======== DATA TO USE
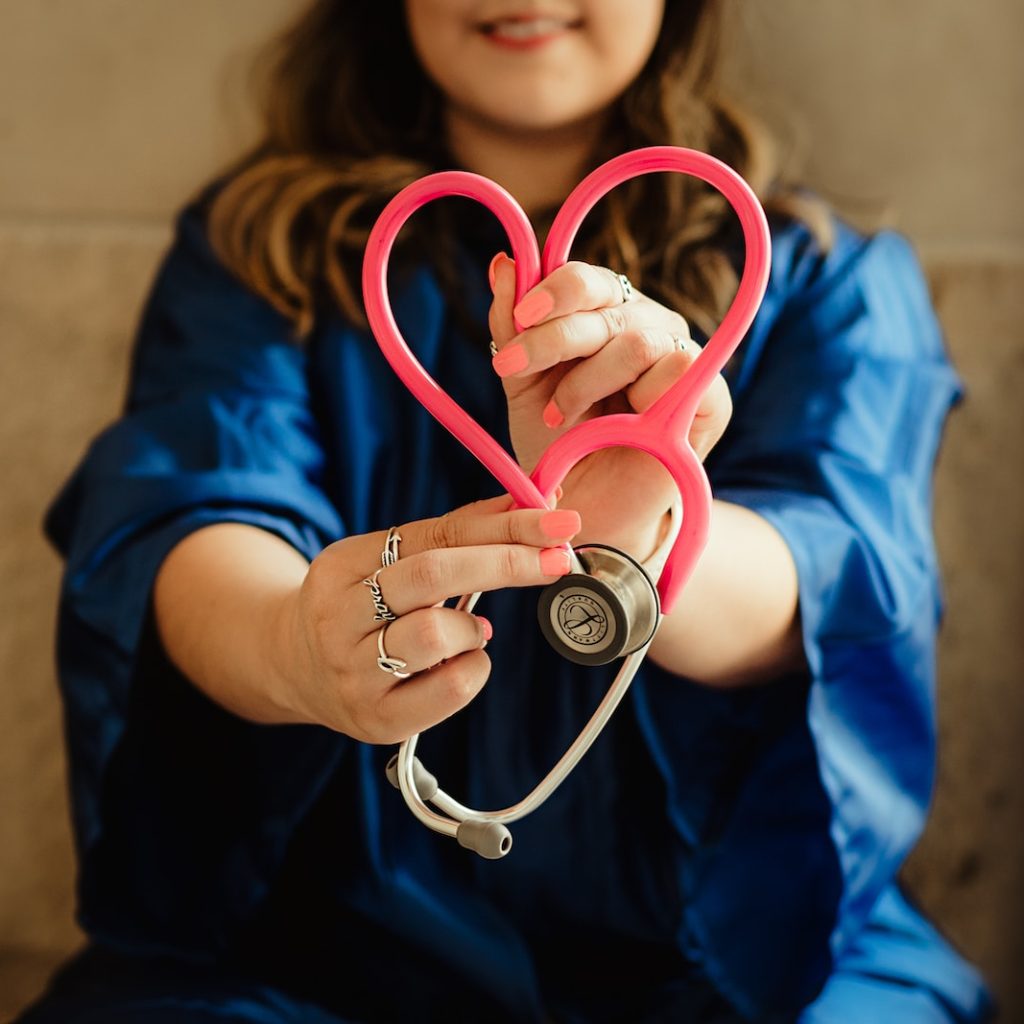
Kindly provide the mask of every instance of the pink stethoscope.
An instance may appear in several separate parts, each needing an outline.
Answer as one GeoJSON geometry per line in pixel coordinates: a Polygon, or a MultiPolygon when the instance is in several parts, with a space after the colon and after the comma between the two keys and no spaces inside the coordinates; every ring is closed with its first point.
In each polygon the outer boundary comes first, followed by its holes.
================
======== DATA TO USE
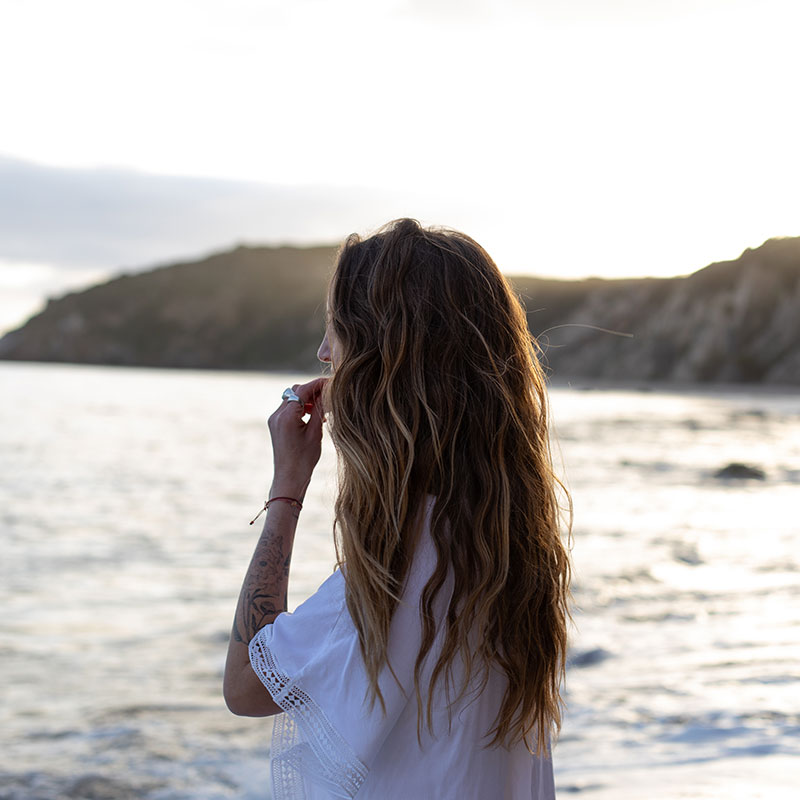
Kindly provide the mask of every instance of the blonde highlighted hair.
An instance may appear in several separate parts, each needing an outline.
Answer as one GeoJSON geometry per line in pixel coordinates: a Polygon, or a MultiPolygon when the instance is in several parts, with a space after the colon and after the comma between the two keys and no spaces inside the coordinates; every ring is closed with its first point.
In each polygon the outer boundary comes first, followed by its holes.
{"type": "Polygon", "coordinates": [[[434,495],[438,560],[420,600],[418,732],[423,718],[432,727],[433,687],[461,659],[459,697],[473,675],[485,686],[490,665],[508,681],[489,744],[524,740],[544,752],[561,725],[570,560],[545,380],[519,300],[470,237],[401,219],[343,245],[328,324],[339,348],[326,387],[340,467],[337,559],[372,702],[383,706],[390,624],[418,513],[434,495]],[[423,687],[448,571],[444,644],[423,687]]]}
================
======== DATA TO USE
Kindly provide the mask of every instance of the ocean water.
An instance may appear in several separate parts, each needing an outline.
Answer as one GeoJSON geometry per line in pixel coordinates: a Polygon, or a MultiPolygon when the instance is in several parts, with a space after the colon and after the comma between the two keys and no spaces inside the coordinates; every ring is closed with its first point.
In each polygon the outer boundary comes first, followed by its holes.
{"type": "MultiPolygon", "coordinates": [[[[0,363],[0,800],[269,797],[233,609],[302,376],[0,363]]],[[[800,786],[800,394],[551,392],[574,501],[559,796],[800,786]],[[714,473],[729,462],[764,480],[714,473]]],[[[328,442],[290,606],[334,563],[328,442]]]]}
================
Collect every line from the records above that contains the word "Kindly".

Kindly provide the mask of every instance of the pink stethoscope.
Kindly provide the mask of every instance of the blonde highlighted hair.
Kindly provide the mask of every instance of the ocean water.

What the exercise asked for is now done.